▸ EXCERPTED RECORDS
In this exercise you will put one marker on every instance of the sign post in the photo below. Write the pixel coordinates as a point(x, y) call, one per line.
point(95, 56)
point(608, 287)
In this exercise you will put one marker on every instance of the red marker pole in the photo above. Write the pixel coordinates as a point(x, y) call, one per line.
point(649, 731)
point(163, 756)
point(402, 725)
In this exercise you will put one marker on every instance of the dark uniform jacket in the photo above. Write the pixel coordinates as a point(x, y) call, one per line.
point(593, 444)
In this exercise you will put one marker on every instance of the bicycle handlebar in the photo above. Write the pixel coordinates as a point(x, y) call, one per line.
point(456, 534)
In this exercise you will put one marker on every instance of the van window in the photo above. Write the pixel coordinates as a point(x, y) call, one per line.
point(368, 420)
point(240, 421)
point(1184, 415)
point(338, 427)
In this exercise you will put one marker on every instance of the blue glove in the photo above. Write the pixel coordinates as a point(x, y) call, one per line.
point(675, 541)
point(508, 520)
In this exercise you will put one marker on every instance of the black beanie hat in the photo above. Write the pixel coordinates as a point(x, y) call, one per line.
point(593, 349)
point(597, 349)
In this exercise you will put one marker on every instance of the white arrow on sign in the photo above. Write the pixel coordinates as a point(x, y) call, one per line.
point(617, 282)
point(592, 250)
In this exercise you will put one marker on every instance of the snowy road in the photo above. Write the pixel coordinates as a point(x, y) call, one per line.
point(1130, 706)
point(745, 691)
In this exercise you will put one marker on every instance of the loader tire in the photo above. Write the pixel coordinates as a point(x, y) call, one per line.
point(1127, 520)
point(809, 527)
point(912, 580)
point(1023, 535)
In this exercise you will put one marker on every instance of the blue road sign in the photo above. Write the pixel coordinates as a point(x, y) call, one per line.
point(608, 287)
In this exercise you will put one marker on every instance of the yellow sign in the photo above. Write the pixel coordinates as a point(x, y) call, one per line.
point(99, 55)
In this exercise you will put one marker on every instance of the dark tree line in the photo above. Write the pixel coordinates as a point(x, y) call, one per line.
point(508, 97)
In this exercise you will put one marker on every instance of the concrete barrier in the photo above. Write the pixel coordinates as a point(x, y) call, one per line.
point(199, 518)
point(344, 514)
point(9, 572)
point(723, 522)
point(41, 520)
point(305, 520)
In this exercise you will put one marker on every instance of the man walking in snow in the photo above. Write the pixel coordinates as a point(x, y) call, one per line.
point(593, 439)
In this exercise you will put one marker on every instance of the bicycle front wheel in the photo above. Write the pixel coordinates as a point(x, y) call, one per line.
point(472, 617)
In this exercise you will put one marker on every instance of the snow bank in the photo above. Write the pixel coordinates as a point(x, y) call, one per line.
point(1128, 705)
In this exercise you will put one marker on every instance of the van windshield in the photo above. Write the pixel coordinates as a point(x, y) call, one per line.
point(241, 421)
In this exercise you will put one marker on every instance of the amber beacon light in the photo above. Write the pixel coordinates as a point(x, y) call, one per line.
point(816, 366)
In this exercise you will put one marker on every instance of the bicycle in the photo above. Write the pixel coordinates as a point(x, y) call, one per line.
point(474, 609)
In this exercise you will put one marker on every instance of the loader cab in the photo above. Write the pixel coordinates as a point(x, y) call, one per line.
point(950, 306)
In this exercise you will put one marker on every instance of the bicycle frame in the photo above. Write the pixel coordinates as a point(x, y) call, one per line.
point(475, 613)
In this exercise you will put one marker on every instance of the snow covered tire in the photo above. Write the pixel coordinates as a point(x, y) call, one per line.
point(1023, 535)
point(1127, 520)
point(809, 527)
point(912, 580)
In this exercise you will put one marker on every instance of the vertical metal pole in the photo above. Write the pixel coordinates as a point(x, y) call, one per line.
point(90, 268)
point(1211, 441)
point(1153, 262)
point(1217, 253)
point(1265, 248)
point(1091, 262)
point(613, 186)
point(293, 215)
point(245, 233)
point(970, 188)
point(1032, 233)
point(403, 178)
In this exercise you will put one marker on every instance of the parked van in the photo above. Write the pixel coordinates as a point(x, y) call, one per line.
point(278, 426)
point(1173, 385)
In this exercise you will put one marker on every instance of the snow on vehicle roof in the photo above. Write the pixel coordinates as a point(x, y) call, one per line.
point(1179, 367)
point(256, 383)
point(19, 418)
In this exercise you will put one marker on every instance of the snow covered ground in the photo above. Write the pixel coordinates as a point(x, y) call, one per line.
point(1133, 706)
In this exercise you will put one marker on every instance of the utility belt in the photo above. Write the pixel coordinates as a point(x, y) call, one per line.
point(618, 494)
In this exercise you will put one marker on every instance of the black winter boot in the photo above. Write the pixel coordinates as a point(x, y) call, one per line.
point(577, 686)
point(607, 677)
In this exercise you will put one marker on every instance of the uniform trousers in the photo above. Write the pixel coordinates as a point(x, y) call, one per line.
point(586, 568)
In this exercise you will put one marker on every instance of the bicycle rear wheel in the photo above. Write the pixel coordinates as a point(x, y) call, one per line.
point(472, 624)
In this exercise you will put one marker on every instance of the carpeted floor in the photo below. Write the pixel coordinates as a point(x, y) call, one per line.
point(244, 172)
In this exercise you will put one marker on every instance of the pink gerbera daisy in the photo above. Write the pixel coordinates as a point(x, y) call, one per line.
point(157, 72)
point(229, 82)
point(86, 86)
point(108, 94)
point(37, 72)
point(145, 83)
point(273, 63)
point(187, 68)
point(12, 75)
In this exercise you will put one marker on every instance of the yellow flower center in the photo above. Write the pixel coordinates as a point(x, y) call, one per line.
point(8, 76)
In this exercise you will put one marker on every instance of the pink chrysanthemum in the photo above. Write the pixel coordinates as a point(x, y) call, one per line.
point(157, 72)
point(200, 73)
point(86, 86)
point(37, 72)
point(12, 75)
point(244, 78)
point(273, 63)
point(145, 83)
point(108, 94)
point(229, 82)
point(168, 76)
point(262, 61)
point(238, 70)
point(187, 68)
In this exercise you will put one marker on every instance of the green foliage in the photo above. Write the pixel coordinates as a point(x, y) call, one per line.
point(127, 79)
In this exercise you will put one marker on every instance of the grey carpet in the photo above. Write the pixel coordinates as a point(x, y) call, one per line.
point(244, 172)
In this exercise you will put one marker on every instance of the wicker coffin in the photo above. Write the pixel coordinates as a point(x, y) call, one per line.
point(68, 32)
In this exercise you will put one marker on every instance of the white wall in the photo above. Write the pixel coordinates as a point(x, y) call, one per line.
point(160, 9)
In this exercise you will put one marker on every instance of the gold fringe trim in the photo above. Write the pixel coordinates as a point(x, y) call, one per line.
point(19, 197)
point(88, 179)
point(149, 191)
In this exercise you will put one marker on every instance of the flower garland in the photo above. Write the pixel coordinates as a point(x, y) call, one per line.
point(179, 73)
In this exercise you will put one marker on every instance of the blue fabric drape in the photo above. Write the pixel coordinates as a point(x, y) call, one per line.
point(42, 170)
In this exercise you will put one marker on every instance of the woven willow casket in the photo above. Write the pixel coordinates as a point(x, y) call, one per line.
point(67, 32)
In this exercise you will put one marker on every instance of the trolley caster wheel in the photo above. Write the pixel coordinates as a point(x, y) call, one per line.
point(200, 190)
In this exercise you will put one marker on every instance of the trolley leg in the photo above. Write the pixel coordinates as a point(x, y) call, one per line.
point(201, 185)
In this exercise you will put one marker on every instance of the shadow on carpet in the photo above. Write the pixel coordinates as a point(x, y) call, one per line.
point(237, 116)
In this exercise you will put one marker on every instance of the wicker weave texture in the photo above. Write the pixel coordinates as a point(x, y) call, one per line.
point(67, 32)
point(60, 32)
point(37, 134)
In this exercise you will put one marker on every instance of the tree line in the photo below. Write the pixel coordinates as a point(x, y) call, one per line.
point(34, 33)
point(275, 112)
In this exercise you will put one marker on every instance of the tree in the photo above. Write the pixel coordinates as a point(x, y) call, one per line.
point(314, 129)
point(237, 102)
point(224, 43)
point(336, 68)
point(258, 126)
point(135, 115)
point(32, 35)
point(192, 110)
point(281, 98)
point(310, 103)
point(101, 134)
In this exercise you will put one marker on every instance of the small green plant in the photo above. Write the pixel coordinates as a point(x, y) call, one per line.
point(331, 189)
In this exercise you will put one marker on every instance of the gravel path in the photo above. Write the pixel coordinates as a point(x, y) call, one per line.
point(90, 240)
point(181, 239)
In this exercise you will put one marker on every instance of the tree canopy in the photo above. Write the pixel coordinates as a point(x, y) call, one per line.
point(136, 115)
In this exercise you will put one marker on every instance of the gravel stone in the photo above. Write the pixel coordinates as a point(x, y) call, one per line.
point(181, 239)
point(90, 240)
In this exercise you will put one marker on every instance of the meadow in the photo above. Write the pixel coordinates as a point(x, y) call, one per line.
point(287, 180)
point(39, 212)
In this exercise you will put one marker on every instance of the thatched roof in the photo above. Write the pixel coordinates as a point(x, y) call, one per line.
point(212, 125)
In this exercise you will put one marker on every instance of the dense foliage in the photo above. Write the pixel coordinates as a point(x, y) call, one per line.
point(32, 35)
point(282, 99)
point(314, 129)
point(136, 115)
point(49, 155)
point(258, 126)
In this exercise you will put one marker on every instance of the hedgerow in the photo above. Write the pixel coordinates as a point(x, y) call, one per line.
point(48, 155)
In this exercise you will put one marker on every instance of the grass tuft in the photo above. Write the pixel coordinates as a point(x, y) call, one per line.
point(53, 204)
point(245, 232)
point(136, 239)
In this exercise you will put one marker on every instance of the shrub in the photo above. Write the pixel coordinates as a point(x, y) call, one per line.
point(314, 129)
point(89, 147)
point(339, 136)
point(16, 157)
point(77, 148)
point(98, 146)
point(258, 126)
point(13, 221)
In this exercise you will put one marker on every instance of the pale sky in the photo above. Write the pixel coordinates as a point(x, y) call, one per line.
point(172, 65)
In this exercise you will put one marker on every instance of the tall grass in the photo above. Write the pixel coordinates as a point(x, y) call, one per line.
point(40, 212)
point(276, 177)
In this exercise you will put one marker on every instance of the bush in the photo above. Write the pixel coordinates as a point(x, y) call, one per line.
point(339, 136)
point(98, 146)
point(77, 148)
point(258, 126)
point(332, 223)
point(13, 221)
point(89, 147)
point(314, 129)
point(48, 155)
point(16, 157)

▸ THE PROBLEM
Taking the line that contains "of the pale" as the first and the last line of the material as the final one, transcribe that span exactly and include nothing else.

▸ COMPLETED EXERCISE
In this exercise you will put one marker on every instance of the pale sky in the photo above. Write the pixel coordinates as a point(x, y) call, one per line.
point(172, 65)
In this exercise you will put one marker on every instance of the tall grass in the photo above. Write the pixel coordinates as a point(x, y) call, one per line.
point(40, 212)
point(276, 177)
In this exercise you will put one marker on every instance of the bush in the photo above. Write the pixel coordinates as a point(x, y) call, one per line.
point(339, 136)
point(98, 146)
point(77, 148)
point(258, 126)
point(332, 223)
point(13, 221)
point(89, 147)
point(314, 129)
point(48, 155)
point(16, 157)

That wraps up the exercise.